• Instructions to follow: Summarize the forum thread below in two sentences.
======== Extract ========
# English lyrics



## Barcza

Hi everyone,

I'm a jazz double bass player, I was a classical player too ( previously I played in the Gustav Mahler Youth Orchestra, and the Budapest Festival orchestra ). My wife is a jazz singer, wee prepare to record vocal crossover music and arranging classical song to jazz quartet. We need english lyrics, because she can do songs in jazz feeling thet way, we can do the best with english lyrics. Most difficult to get the lyrics for Bach music, we need a lyrics for the Mattheus Passion " Erbarme dich " and Sheep May Safely Graze from Cantata BWV 208. I heard some very old records from both pieces in english, so I'm sure there are english lyrics. But I can not find in my country. As far as I know in the Oxford music library there are scores with english lyrics, but I can not get from here.

Plese help us, if you can somehow!

Thank you in anticipation,

Jozsef,


----------



## Lunasong

Sheep may safely graze and pasture
Where a shepherd guards them well.
So the nation ruled in wisdom
Knows and shares the many blessings
Which both peace and plenty bring.
from Youtube link

or 
Sheep may safely graze and pasture
In a watchful Shepherd's sight.
Those who rule with wisdom guiding
Bring to hearts a peace abiding
Bless a land with joy made bright.

or
Sheep may safely graze and pasture, 
When their shepherd guards them well.
They whose monarch loves them truly, 
knows their needs and fills them duly, 
Will in peace and concord dwell.

or
Sheep may safely graze and pasture
Where a Shepherd guards them well
By still waters ere he feeds them,
To the fold he gently leads them,
Where securely they may dwell


----------



## sospiro

Does this help?
======== Information shown ========
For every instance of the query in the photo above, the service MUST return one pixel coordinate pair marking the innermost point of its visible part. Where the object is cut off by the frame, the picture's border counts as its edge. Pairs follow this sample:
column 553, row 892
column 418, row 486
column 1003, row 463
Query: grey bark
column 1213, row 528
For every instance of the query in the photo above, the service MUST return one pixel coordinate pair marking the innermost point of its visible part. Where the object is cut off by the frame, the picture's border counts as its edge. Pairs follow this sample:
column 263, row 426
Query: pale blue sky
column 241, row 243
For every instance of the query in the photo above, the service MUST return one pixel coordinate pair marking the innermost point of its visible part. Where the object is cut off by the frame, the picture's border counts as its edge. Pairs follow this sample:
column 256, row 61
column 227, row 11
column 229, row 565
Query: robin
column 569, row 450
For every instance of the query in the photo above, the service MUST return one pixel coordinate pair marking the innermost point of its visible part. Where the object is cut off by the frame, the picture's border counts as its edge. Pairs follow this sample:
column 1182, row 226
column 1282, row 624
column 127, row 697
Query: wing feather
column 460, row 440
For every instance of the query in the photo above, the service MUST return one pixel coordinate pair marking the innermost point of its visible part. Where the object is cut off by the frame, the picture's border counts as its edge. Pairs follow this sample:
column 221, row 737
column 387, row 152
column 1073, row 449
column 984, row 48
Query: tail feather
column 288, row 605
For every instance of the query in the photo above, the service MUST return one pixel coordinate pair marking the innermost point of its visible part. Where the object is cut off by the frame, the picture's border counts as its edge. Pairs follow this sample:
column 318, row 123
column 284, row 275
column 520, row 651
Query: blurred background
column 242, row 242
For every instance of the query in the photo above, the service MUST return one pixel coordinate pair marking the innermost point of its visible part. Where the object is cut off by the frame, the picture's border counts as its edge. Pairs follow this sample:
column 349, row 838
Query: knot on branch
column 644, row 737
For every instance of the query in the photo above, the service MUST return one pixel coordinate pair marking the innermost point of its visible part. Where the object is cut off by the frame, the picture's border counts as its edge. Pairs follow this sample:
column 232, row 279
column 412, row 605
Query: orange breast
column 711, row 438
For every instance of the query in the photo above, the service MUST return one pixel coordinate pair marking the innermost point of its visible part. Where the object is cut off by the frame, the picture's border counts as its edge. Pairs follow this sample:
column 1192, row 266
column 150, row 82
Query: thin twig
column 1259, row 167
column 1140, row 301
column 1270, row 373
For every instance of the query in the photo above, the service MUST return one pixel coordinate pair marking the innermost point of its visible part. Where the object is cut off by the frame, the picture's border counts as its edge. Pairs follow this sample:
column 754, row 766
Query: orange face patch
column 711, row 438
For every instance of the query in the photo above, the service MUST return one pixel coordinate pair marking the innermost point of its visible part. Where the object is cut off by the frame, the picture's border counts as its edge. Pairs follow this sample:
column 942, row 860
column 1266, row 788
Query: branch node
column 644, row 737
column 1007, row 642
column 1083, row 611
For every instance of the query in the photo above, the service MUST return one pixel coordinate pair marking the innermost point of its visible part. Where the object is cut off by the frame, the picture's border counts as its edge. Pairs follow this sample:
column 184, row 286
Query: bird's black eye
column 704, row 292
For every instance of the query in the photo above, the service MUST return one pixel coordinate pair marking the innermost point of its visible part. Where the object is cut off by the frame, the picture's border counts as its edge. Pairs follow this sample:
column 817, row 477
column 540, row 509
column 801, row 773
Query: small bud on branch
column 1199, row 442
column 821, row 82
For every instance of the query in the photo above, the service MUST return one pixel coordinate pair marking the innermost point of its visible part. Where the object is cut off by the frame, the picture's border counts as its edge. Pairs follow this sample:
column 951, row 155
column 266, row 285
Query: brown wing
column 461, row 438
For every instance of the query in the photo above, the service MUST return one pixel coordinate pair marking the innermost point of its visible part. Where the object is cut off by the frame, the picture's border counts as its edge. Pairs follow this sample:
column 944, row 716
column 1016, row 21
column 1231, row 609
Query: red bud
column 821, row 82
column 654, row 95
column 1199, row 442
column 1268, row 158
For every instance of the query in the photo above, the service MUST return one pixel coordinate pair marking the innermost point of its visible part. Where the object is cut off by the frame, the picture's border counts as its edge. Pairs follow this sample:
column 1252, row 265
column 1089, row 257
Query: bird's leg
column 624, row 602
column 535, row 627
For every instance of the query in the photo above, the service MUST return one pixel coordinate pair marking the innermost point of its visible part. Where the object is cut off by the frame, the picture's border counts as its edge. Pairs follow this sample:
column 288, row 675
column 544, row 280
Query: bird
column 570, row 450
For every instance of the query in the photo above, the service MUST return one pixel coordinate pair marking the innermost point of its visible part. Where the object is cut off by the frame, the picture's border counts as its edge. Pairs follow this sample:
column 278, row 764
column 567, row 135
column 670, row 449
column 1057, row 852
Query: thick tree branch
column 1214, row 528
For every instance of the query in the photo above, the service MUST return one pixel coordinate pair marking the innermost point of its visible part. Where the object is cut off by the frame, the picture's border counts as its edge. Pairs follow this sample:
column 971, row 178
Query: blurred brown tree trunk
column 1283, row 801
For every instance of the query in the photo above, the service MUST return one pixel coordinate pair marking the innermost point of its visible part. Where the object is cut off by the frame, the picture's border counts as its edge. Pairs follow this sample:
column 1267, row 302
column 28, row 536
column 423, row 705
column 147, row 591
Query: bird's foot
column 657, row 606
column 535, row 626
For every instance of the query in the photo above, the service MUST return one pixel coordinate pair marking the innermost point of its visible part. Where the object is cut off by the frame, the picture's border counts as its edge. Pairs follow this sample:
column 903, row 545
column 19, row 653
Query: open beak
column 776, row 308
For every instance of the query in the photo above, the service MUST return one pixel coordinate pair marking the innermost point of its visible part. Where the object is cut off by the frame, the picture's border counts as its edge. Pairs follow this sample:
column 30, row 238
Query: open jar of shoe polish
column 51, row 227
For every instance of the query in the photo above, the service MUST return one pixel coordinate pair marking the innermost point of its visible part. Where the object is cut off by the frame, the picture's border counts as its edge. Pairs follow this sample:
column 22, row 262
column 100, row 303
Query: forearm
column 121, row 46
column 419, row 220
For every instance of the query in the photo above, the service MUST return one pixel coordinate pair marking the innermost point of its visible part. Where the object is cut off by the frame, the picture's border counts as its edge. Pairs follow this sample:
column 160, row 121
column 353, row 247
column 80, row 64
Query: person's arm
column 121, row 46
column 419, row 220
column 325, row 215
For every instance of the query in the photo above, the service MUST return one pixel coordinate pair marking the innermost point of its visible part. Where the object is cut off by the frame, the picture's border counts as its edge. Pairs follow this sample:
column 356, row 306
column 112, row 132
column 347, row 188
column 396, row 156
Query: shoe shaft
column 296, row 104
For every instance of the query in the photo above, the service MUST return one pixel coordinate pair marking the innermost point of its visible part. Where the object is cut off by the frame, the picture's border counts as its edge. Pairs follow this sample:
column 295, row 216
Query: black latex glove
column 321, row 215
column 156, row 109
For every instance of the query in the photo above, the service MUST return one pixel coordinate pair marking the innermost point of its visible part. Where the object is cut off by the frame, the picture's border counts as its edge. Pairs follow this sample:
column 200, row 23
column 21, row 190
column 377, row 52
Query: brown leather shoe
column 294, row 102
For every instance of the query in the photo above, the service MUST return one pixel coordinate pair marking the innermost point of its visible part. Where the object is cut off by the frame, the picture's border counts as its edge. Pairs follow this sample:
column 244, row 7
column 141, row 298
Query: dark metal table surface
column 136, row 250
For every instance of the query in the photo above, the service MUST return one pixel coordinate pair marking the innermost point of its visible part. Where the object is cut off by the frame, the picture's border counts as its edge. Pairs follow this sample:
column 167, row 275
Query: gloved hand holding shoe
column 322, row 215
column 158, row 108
========
• Written response: A jazz double bass player preparing a crossover recording with a jazz singer asks for English lyrics to two Bach pieces, "Erbarme dich" from the "Mattheus Passion" and "Sheep May Safely Graze" from Cantata BWV 208. One reply offers four different English versions of "Sheep May Safely Graze," and another asks whether that helps.